Named-object pointing records:

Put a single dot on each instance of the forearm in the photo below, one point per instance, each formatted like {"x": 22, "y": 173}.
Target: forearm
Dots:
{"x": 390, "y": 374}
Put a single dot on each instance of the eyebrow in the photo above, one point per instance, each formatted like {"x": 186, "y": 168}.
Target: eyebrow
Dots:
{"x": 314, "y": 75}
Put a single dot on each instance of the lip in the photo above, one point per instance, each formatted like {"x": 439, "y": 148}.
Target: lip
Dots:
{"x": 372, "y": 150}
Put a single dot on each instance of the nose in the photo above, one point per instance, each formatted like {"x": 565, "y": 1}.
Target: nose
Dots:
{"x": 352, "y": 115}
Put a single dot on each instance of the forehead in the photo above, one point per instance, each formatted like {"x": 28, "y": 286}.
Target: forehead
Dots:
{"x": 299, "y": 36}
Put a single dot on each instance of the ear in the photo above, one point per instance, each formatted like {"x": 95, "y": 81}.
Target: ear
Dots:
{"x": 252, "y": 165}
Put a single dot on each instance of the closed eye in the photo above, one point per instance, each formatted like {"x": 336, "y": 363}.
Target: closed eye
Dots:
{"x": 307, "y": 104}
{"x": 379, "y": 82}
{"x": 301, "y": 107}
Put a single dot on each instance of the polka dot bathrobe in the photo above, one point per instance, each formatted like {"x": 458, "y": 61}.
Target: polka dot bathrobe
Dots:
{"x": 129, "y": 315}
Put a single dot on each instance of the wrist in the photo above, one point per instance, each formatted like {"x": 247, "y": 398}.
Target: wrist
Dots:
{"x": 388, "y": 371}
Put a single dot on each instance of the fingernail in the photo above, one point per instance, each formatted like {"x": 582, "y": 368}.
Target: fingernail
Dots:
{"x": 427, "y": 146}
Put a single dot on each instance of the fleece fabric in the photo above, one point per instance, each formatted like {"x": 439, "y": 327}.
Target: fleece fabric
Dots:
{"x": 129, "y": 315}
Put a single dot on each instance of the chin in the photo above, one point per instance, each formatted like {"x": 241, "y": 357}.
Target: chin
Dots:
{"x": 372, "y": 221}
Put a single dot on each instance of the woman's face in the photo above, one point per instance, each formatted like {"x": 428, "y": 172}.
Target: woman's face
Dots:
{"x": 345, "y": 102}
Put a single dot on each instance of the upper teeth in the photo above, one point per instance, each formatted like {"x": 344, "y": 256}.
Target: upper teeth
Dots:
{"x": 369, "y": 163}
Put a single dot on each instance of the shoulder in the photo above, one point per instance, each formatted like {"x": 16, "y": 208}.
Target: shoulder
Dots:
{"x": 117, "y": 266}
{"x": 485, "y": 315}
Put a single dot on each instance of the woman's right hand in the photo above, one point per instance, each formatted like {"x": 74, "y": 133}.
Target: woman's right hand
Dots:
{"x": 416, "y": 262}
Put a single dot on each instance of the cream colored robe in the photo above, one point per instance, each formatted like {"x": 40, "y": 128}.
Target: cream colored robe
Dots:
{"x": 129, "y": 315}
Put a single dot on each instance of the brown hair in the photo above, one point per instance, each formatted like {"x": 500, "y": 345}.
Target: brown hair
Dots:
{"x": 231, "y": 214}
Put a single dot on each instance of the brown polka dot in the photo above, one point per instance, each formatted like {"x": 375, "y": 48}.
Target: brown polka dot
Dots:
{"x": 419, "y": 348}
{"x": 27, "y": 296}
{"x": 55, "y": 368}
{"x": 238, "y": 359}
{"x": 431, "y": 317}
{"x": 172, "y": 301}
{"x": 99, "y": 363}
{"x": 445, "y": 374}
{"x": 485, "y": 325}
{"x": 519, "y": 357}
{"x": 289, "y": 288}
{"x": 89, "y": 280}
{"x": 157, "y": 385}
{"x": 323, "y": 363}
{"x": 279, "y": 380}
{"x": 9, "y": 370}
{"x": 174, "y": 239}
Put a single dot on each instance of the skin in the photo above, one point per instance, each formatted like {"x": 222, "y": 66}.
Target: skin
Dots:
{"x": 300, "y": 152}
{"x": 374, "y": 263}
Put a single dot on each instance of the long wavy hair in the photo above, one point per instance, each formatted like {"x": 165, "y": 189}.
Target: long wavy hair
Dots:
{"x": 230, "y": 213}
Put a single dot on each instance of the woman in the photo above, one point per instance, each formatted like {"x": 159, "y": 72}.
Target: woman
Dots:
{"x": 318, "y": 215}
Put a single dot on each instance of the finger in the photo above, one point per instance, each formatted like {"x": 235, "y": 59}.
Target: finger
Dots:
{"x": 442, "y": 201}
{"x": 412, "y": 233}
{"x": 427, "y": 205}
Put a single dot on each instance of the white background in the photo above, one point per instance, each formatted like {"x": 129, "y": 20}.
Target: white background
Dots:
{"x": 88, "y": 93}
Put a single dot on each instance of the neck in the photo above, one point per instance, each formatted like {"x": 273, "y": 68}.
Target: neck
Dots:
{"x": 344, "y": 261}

Directions for this task:
Only the lines from the one holding "Put a single dot on each instance of the brown polka" through the end of the listing should be given again, exactly and with both ends included.

Correct answer:
Put a single dot on each instance of the brown polka dot in the photo above, one point per instance, each formatted like {"x": 375, "y": 48}.
Target: brown polka dot
Dots:
{"x": 419, "y": 348}
{"x": 27, "y": 296}
{"x": 55, "y": 368}
{"x": 238, "y": 359}
{"x": 431, "y": 317}
{"x": 172, "y": 301}
{"x": 99, "y": 363}
{"x": 445, "y": 374}
{"x": 485, "y": 325}
{"x": 519, "y": 357}
{"x": 289, "y": 288}
{"x": 89, "y": 280}
{"x": 157, "y": 385}
{"x": 323, "y": 363}
{"x": 279, "y": 380}
{"x": 9, "y": 370}
{"x": 174, "y": 239}
Put a single dot on each instance of the skin in the photo above, one point per instance, each formatted like {"x": 222, "y": 66}.
Target: skin
Dots:
{"x": 300, "y": 152}
{"x": 374, "y": 263}
Put a single dot on each instance of the long wavy hair in the photo above, one point per instance, each formatted like {"x": 165, "y": 189}.
Target: long wavy hair
Dots:
{"x": 230, "y": 213}
Put a single dot on each instance of the woman in the photo above, one point per instance, each formatted like {"x": 159, "y": 72}.
Target: woman
Dots:
{"x": 318, "y": 215}
Put a single dot on each instance of the finger in the photo above, one point per instance, each formatted like {"x": 235, "y": 59}.
Target: finger
Dots:
{"x": 442, "y": 201}
{"x": 412, "y": 233}
{"x": 427, "y": 205}
Put a single dot on each instance of the white background in the photo above, one point per instance, each formatted like {"x": 129, "y": 20}.
Target: white background
Dots:
{"x": 88, "y": 93}
Put a single dot on each instance of the neck in the photo above, one point per instance, each formatted like {"x": 273, "y": 68}.
Target: neck
Dots:
{"x": 344, "y": 261}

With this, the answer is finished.